Directive
List every line in the data below that contains the string "boxes", matching case exactly.

________________________________________

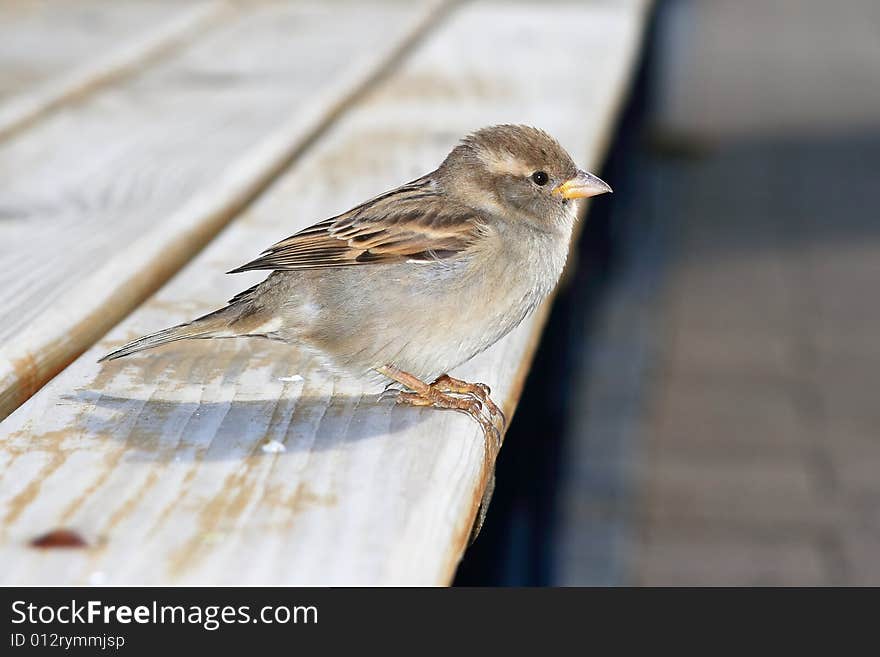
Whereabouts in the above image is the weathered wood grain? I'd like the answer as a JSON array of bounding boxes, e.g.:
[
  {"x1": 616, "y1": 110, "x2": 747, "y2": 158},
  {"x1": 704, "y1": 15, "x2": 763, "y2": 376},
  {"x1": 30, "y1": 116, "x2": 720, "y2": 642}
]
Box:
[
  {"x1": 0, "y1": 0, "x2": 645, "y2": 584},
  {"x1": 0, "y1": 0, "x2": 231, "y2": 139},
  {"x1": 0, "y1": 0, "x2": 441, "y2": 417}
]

________________________________________

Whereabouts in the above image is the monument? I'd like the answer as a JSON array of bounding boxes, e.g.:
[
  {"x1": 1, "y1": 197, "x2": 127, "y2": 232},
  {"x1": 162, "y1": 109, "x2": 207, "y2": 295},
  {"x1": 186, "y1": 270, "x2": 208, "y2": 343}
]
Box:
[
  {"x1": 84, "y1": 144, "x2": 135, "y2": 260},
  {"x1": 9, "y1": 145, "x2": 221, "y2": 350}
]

________________________________________

Exercise output
Whereabouts in the above image is the weathered wood grain? I'd like the answer as a JSON array of bounding boxes, e.g.:
Whereabouts in the above image is the monument? I'd like the answer as a JSON array of bounding boxes, e.g.:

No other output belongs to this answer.